— STATED EXERCISE —
Please set out the listing below as a Markdown table with two columns, Row and Line, giving each line its own numbered row. Skip blank lines and leave the pictures out.

— GIVEN ENTRIES —
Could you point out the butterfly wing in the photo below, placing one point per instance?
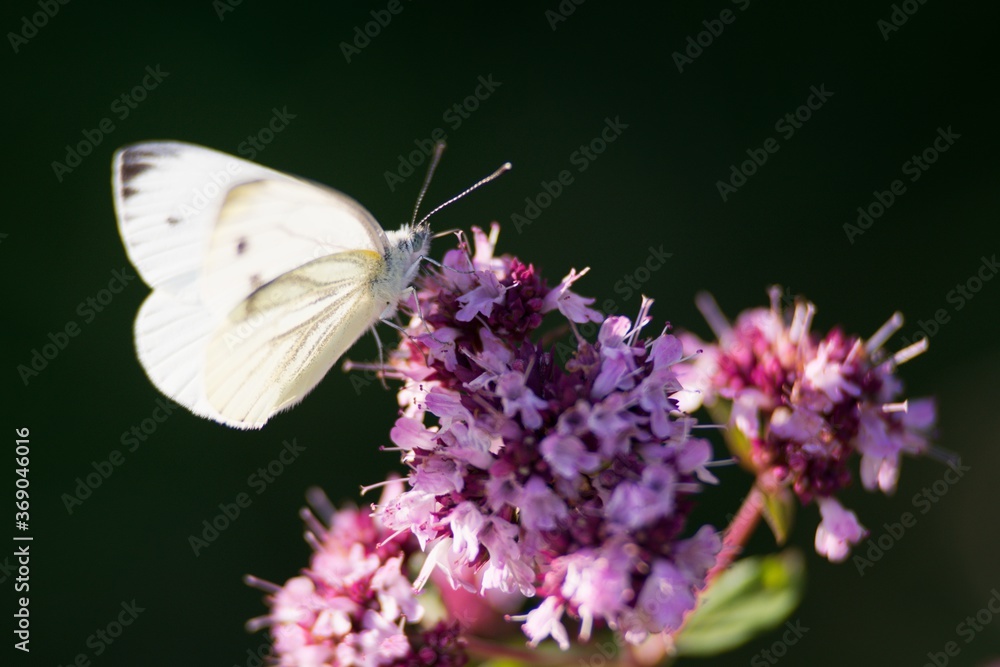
(278, 343)
(188, 214)
(207, 230)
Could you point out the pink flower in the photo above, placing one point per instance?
(569, 484)
(808, 404)
(353, 606)
(838, 531)
(573, 306)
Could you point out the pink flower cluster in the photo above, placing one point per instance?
(568, 483)
(354, 606)
(807, 404)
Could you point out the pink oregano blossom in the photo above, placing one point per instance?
(562, 475)
(808, 403)
(569, 484)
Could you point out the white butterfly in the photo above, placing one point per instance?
(261, 280)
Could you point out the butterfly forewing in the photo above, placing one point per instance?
(168, 196)
(277, 344)
(261, 281)
(267, 228)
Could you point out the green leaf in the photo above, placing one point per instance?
(754, 595)
(779, 512)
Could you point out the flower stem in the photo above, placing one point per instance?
(738, 532)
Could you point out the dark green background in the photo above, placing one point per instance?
(654, 186)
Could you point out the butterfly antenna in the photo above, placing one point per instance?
(506, 166)
(438, 150)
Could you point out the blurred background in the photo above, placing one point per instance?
(693, 91)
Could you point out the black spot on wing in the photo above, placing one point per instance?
(132, 168)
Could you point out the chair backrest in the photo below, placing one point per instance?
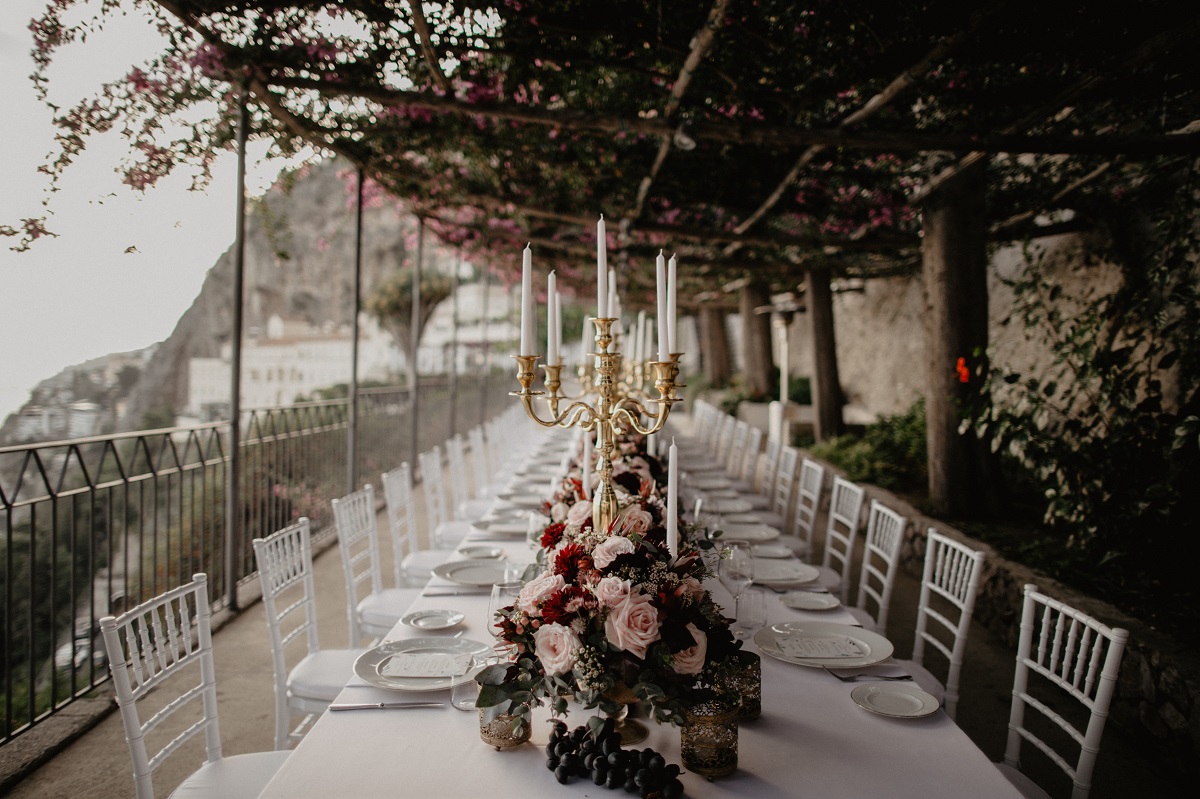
(881, 556)
(724, 437)
(769, 467)
(948, 588)
(150, 643)
(845, 506)
(808, 502)
(785, 481)
(1078, 655)
(436, 511)
(456, 458)
(285, 571)
(479, 460)
(737, 454)
(397, 493)
(358, 540)
(754, 448)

— ANSWER FOR THIS EXERCISE —
| Row | Line |
|---|---|
| 1 | Could you point out the butterfly wing in the photo below, placing one point per instance? |
| 2 | (278, 343) |
| 3 | (188, 214) |
| 4 | (207, 230) |
| 5 | Could you point out the pink flower in the photo above, placing one point per instance? |
| 6 | (569, 484) |
| 7 | (808, 404) |
| 8 | (353, 606) |
| 9 | (838, 531) |
| 10 | (573, 306) |
| 11 | Could you point out the pink flower cluster in the photo above, placing one point per instance? |
| 12 | (568, 483) |
| 13 | (354, 606) |
| 14 | (807, 404) |
| 15 | Could you point out the pink oregano blossom in the photo above, placing one point per instance? |
| 16 | (562, 475) |
| 17 | (808, 403) |
| 18 | (569, 484) |
| 19 | Could you point out the white butterfly in the photo above, placing one point per instance? |
| 20 | (261, 280) |
| 21 | Could you point out the butterfly forewing in the photo above, placing one point per instance? |
| 22 | (168, 196) |
| 23 | (277, 344) |
| 24 | (261, 281) |
| 25 | (267, 228) |
| 26 | Could you point out the green leaf in the photo above, placing one point per instance? |
| 27 | (754, 595) |
| 28 | (779, 512) |
| 29 | Could you point out the flower stem in the photo above, placing one point per instance? |
| 30 | (738, 532) |
| 31 | Could you point out the dark green background in the photo above, placing one point per instance? |
| 32 | (654, 186) |
| 33 | Could you point out the butterfly antenna in the photo above, placing one point per instance? |
| 34 | (506, 166) |
| 35 | (438, 150) |
| 36 | Could you point out the blurred background in the photo above, placing one point per instance? |
| 37 | (693, 91) |
| 38 | Could you point out the black spot on wing in the photo above, placing one point per instance? |
| 39 | (132, 168) |
| 40 | Could you point out the chair backrest in the photo below, placing one point per instance? |
| 41 | (881, 556) |
| 42 | (724, 437) |
| 43 | (769, 467) |
| 44 | (948, 588) |
| 45 | (150, 643) |
| 46 | (845, 506) |
| 47 | (808, 502) |
| 48 | (785, 481) |
| 49 | (1078, 655) |
| 50 | (436, 511) |
| 51 | (456, 458) |
| 52 | (285, 571) |
| 53 | (479, 460) |
| 54 | (737, 454) |
| 55 | (397, 493) |
| 56 | (358, 540) |
| 57 | (754, 448) |